++++ Stored rows
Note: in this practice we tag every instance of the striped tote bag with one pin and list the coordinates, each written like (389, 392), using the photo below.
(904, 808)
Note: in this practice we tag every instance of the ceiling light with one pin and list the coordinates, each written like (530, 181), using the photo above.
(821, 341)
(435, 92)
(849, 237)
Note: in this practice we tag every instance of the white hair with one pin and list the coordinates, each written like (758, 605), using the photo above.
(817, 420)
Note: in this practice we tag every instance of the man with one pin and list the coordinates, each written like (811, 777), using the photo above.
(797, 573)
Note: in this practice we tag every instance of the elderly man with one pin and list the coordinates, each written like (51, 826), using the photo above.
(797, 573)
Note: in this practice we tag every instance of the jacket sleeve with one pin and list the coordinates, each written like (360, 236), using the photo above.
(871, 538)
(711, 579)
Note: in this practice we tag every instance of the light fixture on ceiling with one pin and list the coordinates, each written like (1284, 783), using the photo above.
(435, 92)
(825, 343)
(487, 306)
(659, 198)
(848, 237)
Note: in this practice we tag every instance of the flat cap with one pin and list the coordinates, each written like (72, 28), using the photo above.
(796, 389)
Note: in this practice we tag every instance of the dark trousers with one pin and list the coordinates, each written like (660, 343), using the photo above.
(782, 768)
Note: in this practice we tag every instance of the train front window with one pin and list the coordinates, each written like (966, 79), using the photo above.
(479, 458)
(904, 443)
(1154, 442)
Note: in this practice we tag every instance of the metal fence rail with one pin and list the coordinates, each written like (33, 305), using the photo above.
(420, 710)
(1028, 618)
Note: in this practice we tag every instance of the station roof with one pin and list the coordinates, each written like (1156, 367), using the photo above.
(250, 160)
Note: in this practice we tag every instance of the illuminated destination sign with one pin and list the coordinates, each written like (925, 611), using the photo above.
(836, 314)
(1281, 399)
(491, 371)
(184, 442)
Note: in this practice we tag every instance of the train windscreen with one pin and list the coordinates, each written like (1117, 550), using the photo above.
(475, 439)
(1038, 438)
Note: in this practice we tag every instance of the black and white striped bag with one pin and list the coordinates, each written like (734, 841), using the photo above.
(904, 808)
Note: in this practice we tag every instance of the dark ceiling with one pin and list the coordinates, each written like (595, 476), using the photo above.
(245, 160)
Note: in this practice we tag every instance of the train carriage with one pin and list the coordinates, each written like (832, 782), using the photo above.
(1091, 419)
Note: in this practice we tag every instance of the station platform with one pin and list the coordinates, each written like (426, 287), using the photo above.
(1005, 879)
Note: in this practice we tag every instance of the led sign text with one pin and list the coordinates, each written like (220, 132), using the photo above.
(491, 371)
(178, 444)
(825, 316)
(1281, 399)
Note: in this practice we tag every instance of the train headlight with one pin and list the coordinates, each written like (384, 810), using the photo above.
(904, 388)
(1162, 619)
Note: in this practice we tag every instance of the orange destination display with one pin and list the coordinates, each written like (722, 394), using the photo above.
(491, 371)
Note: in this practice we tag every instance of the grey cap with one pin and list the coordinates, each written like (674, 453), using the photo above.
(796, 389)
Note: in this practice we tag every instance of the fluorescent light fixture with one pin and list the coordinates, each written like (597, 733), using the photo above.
++++++++
-- Stated goal --
Rewrite all of the rows, switching "one pin" to "one marker" wherever it occurs and leaving everything else unchanged.

-- Response to this task --
Note: in this practice we tag every instance of the striped tote bag with one marker and list the coordinates, each written like (389, 392), using the photo below.
(904, 808)
Note: in this practice we tag every instance of the ceiling light with one marker and list the coordinates, each written like (530, 181), using the photo above.
(821, 341)
(435, 92)
(849, 237)
Note: in this practice we tag every instance of the white hair with one marker and list the coordinates, each written like (758, 605), using the photo above.
(817, 420)
Note: in this practice we tag every instance of the man with one marker and list the coordinates, each written like (811, 777), using the photo above.
(797, 573)
Note: in this practice we tag every instance of the elderly man with one marker and list the coordinates, each written like (51, 826), using the photo above.
(797, 573)
Note: in this practice we tag every instance of the jacket sleeve with one marker and list the coordinates, each written like (360, 236), using the photo above.
(871, 538)
(711, 579)
Note: in this practice we tag every instance of the light fixture on ceiling with one marker and list the coordinates, each written like (1284, 783), using the photo above.
(435, 92)
(825, 343)
(487, 306)
(659, 198)
(848, 237)
Note: in this practice we tag every instance of the flat cap with one marker and list the coordinates, each written like (72, 28), using the photo above.
(796, 389)
Note: in this practice we tag every instance of the dark trousers with one marker and list the coordinates, each written like (660, 343), using the photo above.
(782, 768)
Note: in this practice we tag every instance of the train front window with one marker and list the coordinates, each written like (966, 79), using the photo above.
(479, 458)
(904, 443)
(1154, 442)
Note: in this practice we tag every instance of the metal fence rail with one marker and list the coordinates, each written like (33, 305), using the photo above.
(420, 710)
(1028, 618)
Note: in this practice we tag every instance of the station roof with one marker and list the coordinates, each written like (1156, 367), using the photo above.
(250, 160)
Note: in this practice we tag every instance of the illuminated destination sign with one marker and list the coordinates, each written like (925, 611), using the photo above.
(836, 314)
(1281, 399)
(491, 371)
(184, 442)
Note: in this practice we tag every instance of the train windscreen with one marker and list the coordinates, each written like (1117, 550), using the photo above.
(475, 439)
(1038, 438)
Note: in this practice we tag every instance of the black and white striped bag with one marker and list the coordinates, each written like (734, 841), using the photo above.
(904, 808)
Note: in this practice we tag every instance of the dark ceiling with one marker and list the coordinates, each written like (595, 476), using the photo above.
(245, 160)
Note: in this practice we tag every instance of the train carriage with one marker and list the coordinates, each written like (832, 782), using the photo above.
(1091, 419)
Note: in this practice we tag every instance of the station platform with one marker and list the coordinates, each written like (426, 287), using the photo above.
(1005, 879)
Note: in this practice we tag every instance of the led sign text with one marker and list the coordinates, each written like (220, 132), using the photo above.
(491, 371)
(178, 444)
(825, 316)
(1281, 399)
Note: in this practice we tag every instance of the train headlight with one marker and list the coordinates, each written like (384, 810), using the photo above.
(904, 388)
(1162, 619)
Note: in this practice we tag every instance of the orange destination display with one marker and list the coordinates, each written like (722, 394), using the photo above.
(491, 371)
Note: in this practice we tag every instance of the grey cap with one marker and list the coordinates, each written like (674, 453), using the photo above.
(796, 389)
Note: in this practice we tag every instance of the fluorescent light fixture with one marker and list the coordinates, each written like (597, 733), using the photo above.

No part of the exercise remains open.